Vorgegebener Text »
Lenovo, mittlerweile zum weltgrößten PC-Hersteller avanciert, hat durch den Superfish-Deal eine Menge an Vertrauen am IT-Markt eingebüßt. Ob die Vorinstallation von Superfish ein aktiver Akt der Ausspionierung war oder nicht, teilt die IT-Welt in zwei Lager. Dass es sich dabei „nur“ um eine (gewinnorientierte) Nachlässigkeit gehandelt hat, liegt – meiner Meinung nach – näher. Warum sollte die Software sonst ausgerechnet auf der Business-Linie fehlen?

Schluss mit Bloatware!

Die Lehre aus dem Superfish-Vorfall kann nur eine sein: weg mit Bloatware und ungewünschten Vorinstallationen auf neuen Rechnern. Wer all diese Crapware haben will, kann sich diese problemlos nachinstallieren. Ein neuer PC sollte ein funktionierendes Windows enthalten. Punkt. Das Gegenargument der Hersteller: den dazu notwendigen Aufpreis (höheren Verkaufspreis) der Geräte würden die Konsumenten nicht zahlen. Schon möglich. Einen Test einer „sauberen“ Rechnerserie wäre es allemal wert. Geiz ist nie geil – und der Feind jeglicher Sicherheit in der Datenverarbeitung. Viel schlimmer: Wie können Sie dann noch die Sicherheit von OEM-Rechnern auch nur annehmen? Apple wird sich ins Fäustchen lachen. Fremdsoftware gab es auf deren Neugeräten nie – und wird es hoffentlich auch nie geben.

Einträge »
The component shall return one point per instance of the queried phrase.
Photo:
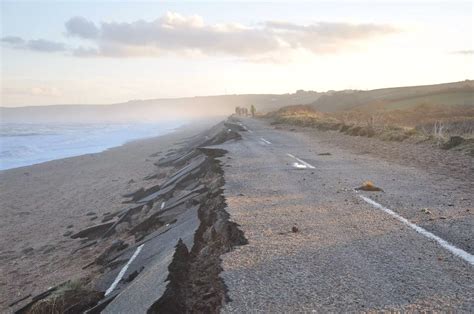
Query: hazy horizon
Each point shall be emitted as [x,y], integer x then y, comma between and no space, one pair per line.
[113,52]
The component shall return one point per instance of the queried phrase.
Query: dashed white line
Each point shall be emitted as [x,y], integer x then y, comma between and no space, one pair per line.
[454,250]
[301,161]
[123,270]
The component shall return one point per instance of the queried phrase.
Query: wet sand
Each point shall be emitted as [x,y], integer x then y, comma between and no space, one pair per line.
[42,203]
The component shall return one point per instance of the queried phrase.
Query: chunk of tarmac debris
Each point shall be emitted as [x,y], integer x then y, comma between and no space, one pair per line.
[109,253]
[369,186]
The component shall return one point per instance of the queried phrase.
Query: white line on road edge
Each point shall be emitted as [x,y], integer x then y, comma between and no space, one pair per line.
[123,270]
[301,161]
[456,251]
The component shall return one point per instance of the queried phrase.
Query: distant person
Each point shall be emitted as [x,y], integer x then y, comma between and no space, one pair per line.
[253,110]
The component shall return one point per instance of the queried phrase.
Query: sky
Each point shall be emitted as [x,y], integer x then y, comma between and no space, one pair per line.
[92,52]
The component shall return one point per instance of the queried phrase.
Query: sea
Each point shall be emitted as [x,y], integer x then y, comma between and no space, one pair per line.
[24,144]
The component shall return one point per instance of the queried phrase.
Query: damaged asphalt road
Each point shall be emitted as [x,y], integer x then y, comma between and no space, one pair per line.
[347,254]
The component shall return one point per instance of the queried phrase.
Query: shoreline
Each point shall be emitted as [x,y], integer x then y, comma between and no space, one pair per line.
[42,204]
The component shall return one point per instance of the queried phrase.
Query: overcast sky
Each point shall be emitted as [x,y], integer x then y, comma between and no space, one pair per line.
[89,52]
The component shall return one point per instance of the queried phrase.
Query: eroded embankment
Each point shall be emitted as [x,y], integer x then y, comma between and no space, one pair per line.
[161,253]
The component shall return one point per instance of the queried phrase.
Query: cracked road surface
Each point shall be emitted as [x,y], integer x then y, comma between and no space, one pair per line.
[348,254]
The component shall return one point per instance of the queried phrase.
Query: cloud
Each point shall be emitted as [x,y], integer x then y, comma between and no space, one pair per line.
[33,91]
[41,45]
[463,52]
[174,33]
[81,27]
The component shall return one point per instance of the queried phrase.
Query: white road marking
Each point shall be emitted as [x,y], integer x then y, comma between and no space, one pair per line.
[123,270]
[456,251]
[301,161]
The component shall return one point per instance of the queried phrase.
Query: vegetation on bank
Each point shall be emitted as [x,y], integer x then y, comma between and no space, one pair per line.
[446,126]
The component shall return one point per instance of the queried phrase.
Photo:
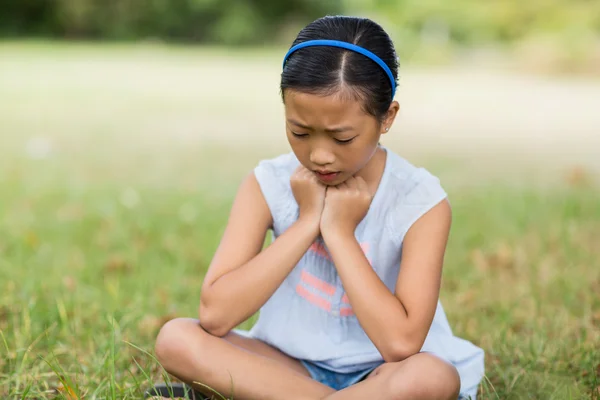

Aufgabenstellung »
Was sollte ein neuer PC laut dem vorgegebenen Text enthalten?

Lösung »
Ein funktionierendes Windows.